# Fragment tekstu:
┌──

Aktualności

Informacja

Strona znajduje się w archiwum.

Pijany zasnął za kierownicą

Data publikacji 18.07.2009

„Chyba zasnąłem za kierownicą” - tak tłumaczył się 31-letni mężczyzna, który był sprawcą niebezpiecznego zdarzenia na wilanowskich drogach. Mocno „zmęczony” Grzegorz W. swoim fordem wjechał w osobowego fiata. Jego kierowca trafił do szpitala, sprawca do policyjnej celi. Był pijany, miał w organizmie ponad dwa promile alkoholu. Za swoje zachowanie odpowie teraz przed sądem. Grozi mu kara nawet do 2 lat więzienia.

Wieczorem kontrolujących wilanowskie ulice policjantów stołecznej „drogówki” zatrzymał podróżujący tą trasą kierowca. Poinformował, że kilka ulic dalej wydarzył się groźnie wyglądający wypadek. Mundurowi nie zwlekając o wszystkim powiadomili dyżurnego i wezwali pogotowie. Kiedy byli na miejscu, lekarze już udzielali pierwszej pomocy pokrzywdzonemu.

└──

# Prezentowane zapisy:
┌──

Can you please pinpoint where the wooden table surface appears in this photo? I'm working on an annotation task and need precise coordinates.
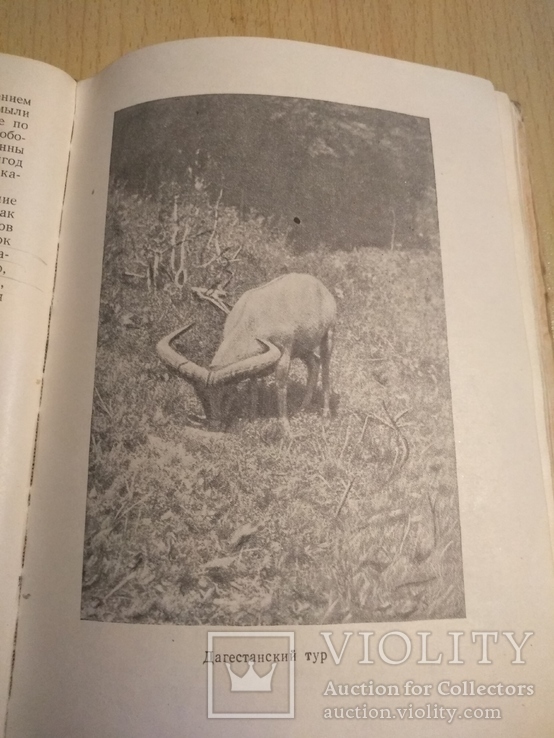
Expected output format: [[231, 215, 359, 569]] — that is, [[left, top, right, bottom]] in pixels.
[[0, 0, 554, 322]]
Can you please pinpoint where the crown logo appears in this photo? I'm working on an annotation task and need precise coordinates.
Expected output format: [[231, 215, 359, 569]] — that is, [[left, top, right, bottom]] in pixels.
[[225, 661, 277, 692]]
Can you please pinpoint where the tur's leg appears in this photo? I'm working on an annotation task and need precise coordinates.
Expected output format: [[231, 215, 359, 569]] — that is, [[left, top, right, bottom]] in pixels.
[[249, 377, 260, 420], [321, 328, 334, 421], [301, 353, 320, 410], [275, 351, 290, 432]]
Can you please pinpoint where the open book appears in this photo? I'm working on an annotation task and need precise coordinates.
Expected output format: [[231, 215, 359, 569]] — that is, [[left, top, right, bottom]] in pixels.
[[0, 38, 554, 738]]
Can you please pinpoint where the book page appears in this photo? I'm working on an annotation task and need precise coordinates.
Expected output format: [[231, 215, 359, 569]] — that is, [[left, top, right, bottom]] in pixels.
[[0, 55, 76, 715], [8, 39, 554, 738]]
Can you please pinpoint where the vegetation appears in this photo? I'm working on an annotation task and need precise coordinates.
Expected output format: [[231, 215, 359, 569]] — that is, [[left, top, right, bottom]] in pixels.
[[82, 184, 464, 626]]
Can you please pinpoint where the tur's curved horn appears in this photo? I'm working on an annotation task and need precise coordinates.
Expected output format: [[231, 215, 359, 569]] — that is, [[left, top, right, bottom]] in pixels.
[[208, 338, 281, 386], [156, 322, 210, 384]]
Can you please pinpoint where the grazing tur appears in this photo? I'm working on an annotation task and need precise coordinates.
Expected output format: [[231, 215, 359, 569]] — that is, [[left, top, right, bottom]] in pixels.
[[157, 274, 337, 430]]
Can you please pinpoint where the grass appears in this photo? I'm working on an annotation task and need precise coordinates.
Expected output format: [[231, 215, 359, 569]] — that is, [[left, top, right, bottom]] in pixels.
[[82, 186, 464, 626]]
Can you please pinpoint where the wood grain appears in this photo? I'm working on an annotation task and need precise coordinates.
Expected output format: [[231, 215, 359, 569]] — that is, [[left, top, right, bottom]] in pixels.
[[0, 0, 554, 324]]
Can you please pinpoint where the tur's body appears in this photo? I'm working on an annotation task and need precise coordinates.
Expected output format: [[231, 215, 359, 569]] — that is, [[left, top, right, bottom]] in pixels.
[[157, 274, 336, 429]]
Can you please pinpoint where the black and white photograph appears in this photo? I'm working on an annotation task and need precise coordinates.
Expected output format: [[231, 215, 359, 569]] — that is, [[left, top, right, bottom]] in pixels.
[[81, 90, 465, 626]]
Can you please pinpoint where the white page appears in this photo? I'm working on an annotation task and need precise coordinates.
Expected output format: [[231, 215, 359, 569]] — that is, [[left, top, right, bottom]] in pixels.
[[8, 39, 554, 738], [0, 55, 76, 715]]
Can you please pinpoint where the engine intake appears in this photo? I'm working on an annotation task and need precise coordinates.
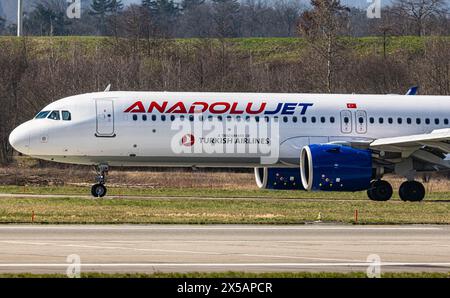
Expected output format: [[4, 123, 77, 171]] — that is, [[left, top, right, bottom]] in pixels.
[[300, 144, 372, 191]]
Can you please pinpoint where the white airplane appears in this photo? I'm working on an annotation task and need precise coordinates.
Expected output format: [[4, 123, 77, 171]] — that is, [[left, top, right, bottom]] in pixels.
[[9, 90, 450, 201]]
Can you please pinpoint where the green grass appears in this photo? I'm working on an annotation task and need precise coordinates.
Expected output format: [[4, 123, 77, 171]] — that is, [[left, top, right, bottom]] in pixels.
[[0, 272, 450, 278], [0, 187, 450, 224]]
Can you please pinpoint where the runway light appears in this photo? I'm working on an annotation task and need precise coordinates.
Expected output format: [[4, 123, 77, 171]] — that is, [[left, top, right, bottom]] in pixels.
[[317, 212, 322, 221]]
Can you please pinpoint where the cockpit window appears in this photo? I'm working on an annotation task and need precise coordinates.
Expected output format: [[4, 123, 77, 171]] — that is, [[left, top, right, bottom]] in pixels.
[[47, 111, 61, 120], [34, 111, 50, 119], [61, 111, 72, 121]]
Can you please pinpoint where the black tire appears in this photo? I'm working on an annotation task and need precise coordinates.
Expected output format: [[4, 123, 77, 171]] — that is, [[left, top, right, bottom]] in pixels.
[[367, 181, 375, 201], [398, 181, 425, 202], [367, 180, 394, 202], [91, 184, 106, 198]]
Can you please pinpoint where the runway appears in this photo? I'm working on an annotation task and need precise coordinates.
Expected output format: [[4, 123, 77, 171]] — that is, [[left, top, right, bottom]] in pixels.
[[0, 224, 450, 273]]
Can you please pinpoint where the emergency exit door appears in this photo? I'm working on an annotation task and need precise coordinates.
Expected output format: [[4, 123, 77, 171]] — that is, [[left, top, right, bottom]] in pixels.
[[341, 110, 353, 133], [95, 99, 115, 137], [355, 110, 367, 133]]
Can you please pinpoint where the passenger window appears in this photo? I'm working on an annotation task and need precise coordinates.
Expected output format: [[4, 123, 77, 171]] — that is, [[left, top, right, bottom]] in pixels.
[[48, 111, 61, 120], [34, 111, 50, 119], [62, 111, 72, 121]]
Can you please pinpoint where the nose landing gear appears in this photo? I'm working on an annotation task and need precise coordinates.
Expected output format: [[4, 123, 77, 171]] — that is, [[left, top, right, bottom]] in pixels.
[[91, 165, 108, 198]]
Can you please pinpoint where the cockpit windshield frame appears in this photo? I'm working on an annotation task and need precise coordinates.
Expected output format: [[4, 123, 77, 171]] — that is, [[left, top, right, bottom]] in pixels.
[[34, 111, 50, 119]]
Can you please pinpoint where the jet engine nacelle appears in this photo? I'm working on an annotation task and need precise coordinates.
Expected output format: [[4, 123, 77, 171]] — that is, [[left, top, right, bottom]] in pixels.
[[255, 168, 304, 190], [300, 144, 372, 191]]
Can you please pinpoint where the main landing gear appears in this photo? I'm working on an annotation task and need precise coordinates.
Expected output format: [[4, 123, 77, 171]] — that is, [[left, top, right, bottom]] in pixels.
[[91, 165, 108, 198], [367, 180, 393, 201], [367, 180, 425, 202], [398, 181, 425, 202]]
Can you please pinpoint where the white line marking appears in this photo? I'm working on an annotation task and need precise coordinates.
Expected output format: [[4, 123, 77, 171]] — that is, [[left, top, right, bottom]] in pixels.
[[0, 240, 361, 262], [0, 225, 444, 231]]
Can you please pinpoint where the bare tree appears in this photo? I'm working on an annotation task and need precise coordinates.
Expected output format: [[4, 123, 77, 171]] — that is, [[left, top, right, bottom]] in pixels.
[[392, 0, 448, 36], [298, 0, 350, 93], [275, 0, 304, 36]]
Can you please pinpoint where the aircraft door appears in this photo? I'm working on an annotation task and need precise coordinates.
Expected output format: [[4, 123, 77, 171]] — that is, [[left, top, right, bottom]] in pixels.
[[356, 110, 367, 133], [341, 110, 352, 133], [95, 99, 116, 137]]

└──

# Zadanie:
Napisz dalszy ciąg notatki o pijanym kierowcy, który zasnął za kierownicą w Wilanowie. Zacznij bezpośrednio po jej ostatnim zdaniu. Zapisy stanowią osobny materiał, odrębny od tekstu.

# Odpowiedź:
Jak wynika z ustaleń 31-latek podróżujący fordem zjechał ze swojego pasa, którym jechał i zderzył się z jadącym prawidłowo fiatem. W wyniku tego obrażeń doznał jadący zgodnie z obowiązującymi przepisami mężczyzna. Jego życiu nie zagraża niebezpieczeństwo, ale konieczna była hospitalizacja pokrzywdzonego. Kiedy tylko policjanci podeszli do odpowiedzialnego ca całą sytuację Grzegorza W. od razu poznali powód jego nieodpowiedzialnego zachowania.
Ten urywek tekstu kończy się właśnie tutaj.